WHAT YOU ARE ASKED TO DO:
Restate word for word the entries below, starting at the line with "Query: person in purple jacket" and ending at the line with "Query: blurred crowd". Keep both end lines and omit the pictures.

Dataset entries:
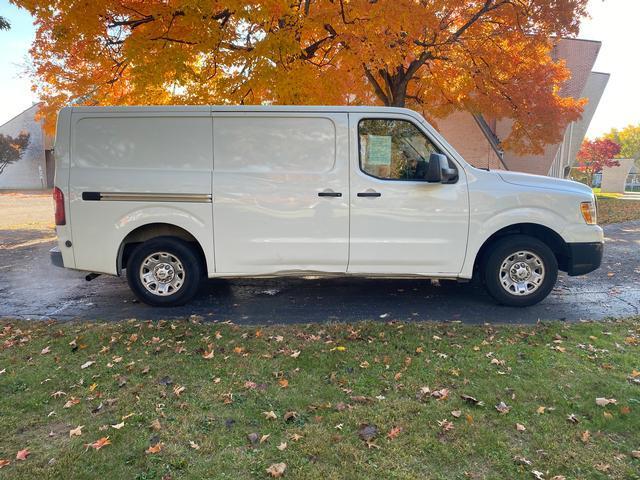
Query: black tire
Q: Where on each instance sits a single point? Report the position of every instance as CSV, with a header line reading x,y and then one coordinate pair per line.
x,y
499,253
190,275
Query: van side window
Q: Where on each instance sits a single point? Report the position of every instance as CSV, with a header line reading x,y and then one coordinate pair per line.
x,y
394,149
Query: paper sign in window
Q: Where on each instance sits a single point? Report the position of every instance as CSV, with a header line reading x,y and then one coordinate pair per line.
x,y
379,150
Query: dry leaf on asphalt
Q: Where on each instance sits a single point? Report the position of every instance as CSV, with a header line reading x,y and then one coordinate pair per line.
x,y
277,470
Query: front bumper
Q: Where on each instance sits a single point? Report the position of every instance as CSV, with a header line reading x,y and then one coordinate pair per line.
x,y
584,257
56,257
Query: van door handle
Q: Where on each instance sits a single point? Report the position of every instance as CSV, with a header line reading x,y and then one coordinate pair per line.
x,y
329,193
369,193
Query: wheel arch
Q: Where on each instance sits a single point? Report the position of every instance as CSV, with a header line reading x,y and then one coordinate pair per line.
x,y
149,231
543,233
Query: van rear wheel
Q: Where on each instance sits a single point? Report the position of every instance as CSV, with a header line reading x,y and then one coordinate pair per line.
x,y
520,271
164,272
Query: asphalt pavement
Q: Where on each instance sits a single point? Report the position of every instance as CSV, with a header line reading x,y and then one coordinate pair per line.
x,y
32,288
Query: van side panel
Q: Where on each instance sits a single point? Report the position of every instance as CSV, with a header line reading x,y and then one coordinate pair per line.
x,y
276,183
116,157
61,154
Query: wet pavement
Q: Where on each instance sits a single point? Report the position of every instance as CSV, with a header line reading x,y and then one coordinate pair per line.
x,y
30,287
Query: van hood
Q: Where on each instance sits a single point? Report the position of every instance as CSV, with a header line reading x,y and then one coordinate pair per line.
x,y
540,181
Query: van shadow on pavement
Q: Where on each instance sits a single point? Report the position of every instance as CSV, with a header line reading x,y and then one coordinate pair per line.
x,y
30,287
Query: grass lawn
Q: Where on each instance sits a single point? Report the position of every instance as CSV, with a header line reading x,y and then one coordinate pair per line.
x,y
614,210
369,400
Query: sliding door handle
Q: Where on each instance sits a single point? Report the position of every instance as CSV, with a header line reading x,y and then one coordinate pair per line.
x,y
369,193
329,193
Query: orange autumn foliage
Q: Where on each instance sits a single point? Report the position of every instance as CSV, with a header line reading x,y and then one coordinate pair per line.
x,y
435,56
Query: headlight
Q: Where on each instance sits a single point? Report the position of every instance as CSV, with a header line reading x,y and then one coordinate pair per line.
x,y
588,210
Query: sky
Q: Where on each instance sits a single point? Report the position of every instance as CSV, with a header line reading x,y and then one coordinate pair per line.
x,y
614,22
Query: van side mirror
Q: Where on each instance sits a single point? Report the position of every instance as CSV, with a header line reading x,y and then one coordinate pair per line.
x,y
439,170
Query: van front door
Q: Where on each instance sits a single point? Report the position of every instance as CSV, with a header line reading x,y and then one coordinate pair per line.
x,y
400,223
280,192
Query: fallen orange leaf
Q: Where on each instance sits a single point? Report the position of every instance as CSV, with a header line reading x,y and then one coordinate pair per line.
x,y
23,454
155,448
98,444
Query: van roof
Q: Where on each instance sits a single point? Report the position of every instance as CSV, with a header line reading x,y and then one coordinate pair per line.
x,y
239,108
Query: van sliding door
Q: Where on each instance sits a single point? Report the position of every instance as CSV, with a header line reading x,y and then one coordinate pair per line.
x,y
280,192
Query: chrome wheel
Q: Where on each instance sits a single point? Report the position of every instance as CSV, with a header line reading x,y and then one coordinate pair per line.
x,y
521,273
162,274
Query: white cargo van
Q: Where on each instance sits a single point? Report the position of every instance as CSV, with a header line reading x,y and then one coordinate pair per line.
x,y
173,194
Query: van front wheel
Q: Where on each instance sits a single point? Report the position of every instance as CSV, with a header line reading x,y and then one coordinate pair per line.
x,y
520,271
164,272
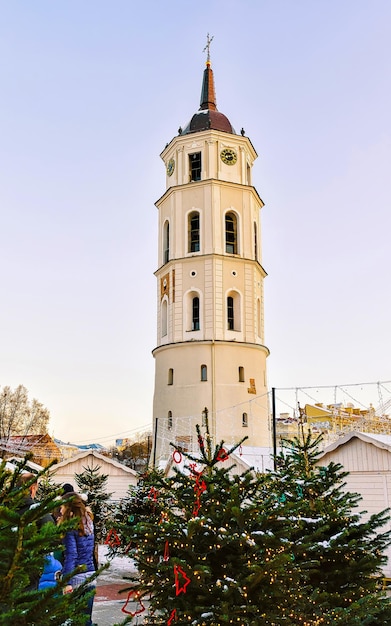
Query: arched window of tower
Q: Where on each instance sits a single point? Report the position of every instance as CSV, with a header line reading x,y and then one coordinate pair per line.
x,y
192,311
195,166
233,311
195,323
166,242
194,232
255,242
164,316
231,233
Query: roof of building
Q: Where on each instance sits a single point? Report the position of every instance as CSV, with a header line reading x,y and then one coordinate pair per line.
x,y
207,116
99,457
376,439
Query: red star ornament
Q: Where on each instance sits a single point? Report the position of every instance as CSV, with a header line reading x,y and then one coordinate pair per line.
x,y
172,617
112,539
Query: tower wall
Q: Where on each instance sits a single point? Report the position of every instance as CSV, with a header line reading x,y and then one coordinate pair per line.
x,y
210,353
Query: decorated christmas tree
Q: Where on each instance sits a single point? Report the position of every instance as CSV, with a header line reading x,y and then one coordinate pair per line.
x,y
337,552
215,547
209,553
27,539
93,484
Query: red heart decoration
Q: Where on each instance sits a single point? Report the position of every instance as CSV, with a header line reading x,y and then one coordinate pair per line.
x,y
222,455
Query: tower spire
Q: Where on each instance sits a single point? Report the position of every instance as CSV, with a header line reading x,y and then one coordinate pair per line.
x,y
208,94
207,47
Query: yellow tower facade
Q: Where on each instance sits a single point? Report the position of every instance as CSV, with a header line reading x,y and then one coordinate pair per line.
x,y
210,357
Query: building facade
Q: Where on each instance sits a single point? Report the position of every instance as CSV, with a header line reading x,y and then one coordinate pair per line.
x,y
210,358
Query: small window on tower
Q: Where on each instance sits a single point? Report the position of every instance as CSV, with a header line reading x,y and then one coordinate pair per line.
x,y
195,324
230,313
166,242
231,245
194,232
195,166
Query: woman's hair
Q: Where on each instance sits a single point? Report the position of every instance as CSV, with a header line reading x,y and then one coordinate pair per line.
x,y
74,506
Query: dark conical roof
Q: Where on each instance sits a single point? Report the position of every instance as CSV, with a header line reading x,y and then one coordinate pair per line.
x,y
207,116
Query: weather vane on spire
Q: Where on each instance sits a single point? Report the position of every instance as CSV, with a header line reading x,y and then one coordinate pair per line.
x,y
207,47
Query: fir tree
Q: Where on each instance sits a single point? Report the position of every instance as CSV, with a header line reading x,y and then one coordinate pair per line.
x,y
210,555
337,554
24,544
253,550
94,485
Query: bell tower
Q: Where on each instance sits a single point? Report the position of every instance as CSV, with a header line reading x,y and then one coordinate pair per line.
x,y
210,356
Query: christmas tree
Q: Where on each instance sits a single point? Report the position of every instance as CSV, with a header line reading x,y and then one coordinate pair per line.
x,y
337,554
199,554
25,542
94,485
213,547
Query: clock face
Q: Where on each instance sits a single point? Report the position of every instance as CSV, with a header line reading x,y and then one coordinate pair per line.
x,y
170,167
228,156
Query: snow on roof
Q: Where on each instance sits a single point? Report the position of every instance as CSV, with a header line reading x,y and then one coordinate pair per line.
x,y
260,458
377,439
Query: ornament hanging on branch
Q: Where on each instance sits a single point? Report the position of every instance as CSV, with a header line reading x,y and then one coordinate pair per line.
x,y
222,455
172,618
181,580
177,456
112,539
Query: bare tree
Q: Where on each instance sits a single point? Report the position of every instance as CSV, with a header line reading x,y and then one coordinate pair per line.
x,y
19,415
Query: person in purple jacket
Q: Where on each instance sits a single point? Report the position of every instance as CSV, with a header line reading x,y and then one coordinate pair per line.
x,y
78,545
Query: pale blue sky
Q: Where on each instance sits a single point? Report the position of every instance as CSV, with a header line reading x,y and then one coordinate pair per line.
x,y
92,91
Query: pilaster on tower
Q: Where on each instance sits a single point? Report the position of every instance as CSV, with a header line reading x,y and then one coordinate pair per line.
x,y
210,352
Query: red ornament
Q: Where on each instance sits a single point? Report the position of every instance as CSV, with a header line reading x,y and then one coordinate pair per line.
x,y
177,456
200,485
222,455
128,599
172,617
112,539
181,580
166,552
152,494
197,506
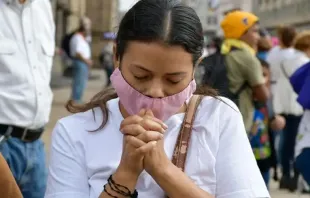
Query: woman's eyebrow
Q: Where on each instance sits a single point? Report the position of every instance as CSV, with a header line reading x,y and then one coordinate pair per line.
x,y
169,74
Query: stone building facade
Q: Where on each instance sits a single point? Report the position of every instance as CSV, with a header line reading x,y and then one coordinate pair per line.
x,y
103,14
273,13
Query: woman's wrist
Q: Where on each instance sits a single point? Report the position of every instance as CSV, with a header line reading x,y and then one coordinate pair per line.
x,y
126,178
161,170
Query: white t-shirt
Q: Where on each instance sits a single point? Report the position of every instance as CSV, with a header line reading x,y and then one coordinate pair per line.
x,y
79,44
303,137
220,159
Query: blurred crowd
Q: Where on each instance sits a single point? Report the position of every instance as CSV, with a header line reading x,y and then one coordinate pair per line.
x,y
270,83
268,77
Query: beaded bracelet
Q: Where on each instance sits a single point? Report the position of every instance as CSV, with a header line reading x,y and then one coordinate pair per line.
x,y
116,188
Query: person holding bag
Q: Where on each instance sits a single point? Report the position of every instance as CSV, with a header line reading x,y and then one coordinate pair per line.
x,y
151,136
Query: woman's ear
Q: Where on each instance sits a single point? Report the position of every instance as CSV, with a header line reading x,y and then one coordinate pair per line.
x,y
199,61
115,58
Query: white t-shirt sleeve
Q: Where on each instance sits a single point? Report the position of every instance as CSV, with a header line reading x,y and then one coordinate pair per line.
x,y
77,45
67,175
238,175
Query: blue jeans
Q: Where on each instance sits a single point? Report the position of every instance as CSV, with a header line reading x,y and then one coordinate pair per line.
x,y
80,78
288,144
303,164
27,163
266,177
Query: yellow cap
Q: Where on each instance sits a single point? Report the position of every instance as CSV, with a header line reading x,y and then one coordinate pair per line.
x,y
236,23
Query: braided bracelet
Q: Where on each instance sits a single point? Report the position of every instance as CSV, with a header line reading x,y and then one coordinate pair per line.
x,y
105,190
116,188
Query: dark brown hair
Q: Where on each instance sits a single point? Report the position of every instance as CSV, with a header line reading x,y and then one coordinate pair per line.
x,y
287,35
146,21
302,41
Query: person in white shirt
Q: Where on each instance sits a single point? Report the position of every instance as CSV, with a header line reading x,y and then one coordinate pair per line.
x,y
284,61
27,40
81,54
127,137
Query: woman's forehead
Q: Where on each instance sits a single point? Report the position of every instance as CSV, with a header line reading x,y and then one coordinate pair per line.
x,y
158,56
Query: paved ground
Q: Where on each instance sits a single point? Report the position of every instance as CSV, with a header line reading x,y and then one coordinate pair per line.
x,y
62,94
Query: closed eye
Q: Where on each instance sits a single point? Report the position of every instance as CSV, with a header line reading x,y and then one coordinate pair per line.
x,y
141,77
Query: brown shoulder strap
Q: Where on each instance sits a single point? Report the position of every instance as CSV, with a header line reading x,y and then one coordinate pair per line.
x,y
181,147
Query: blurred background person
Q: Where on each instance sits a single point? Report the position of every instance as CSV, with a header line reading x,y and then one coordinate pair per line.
x,y
106,56
243,69
284,62
264,44
301,83
27,40
261,135
81,53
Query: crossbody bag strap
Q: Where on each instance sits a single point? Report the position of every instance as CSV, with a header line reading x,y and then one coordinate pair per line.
x,y
181,147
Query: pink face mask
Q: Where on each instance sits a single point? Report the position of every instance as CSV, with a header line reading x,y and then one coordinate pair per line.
x,y
133,101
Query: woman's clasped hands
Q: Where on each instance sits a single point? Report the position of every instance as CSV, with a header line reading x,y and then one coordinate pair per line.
x,y
143,146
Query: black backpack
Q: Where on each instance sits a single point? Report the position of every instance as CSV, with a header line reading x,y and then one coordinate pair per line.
x,y
65,43
215,76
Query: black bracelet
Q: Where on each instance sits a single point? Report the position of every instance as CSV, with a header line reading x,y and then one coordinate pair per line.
x,y
118,185
105,190
116,188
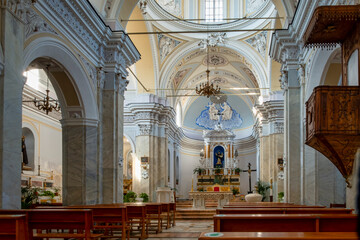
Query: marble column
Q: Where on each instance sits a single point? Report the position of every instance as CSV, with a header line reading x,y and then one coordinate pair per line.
x,y
80,176
112,137
11,84
292,134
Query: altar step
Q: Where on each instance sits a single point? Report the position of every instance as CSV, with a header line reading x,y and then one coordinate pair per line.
x,y
190,214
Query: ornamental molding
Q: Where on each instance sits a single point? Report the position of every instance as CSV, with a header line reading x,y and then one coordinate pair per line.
x,y
18,8
121,83
35,24
77,21
259,42
145,129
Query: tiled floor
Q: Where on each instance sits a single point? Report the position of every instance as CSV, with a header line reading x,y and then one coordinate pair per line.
x,y
184,230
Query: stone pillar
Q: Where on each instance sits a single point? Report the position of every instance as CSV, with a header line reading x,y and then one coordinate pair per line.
x,y
80,176
152,121
112,137
11,84
292,141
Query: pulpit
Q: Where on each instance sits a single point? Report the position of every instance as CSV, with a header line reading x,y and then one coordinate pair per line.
x,y
332,112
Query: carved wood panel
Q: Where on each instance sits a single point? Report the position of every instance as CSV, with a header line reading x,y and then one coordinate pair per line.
x,y
333,124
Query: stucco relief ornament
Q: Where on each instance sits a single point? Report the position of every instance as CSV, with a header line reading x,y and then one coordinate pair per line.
x,y
142,6
284,80
121,161
144,174
213,40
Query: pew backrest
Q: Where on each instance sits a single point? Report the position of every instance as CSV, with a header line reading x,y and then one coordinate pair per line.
x,y
285,222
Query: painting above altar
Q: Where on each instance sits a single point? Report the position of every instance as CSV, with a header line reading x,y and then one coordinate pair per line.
x,y
215,114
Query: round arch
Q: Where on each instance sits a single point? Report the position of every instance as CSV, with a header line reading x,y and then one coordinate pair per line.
x,y
54,49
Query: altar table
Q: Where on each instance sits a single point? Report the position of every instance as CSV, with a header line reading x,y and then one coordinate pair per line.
x,y
200,197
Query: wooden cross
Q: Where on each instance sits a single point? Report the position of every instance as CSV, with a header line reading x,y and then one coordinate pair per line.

RESPONSE TO THE TASK:
Query: person in purple jacket
Q: Where on each instance sits a single point? Report the position of every instance as CSV, with a header line reading x,y and then one coordinate pair per line.
x,y
78,545
Query: pale blue sky
Q: Where on each instance sits a single point? Report the position of every instance as CSV, with a header line reading x,y and then one coordinate pair per line.
x,y
92,91
Query: pilaster on tower
Q: Where on each instance sits a single point? Report the position of every instance as CSV, with a header line reading x,y and then one coordinate pair per line.
x,y
210,352
Query: red ornament
Q: Where on each instance sits a single point? Report the position of every instance as CSV, with a header line reading x,y and then one coordinate pair per line.
x,y
177,456
200,485
222,455
128,599
172,617
112,539
181,580
166,552
152,494
197,506
Query: woman's eyebrow
Q: Where on each instance sits a single point? Report the position of every instance as CSV, with a header line reading x,y and then one coordinate pair per line.
x,y
169,74
Query: stone building facade
Q: Where on each instance sits a single point? Report the position of every instance as CSV, with a header line reading x,y and then one coordinate pair per line.
x,y
103,14
273,13
Query: woman's wrist
Q: Where on each instance sits a single point? Report the position of every instance as CSV, with a header line reading x,y and then one coordinate pair per line.
x,y
126,178
161,170
Query: white t-shirt
Q: Where on each instance sits a single point? Report the position of every instance as CSV, with a header line reading x,y and then one coordinate pair per line.
x,y
79,44
303,137
220,159
Query: blurred crowd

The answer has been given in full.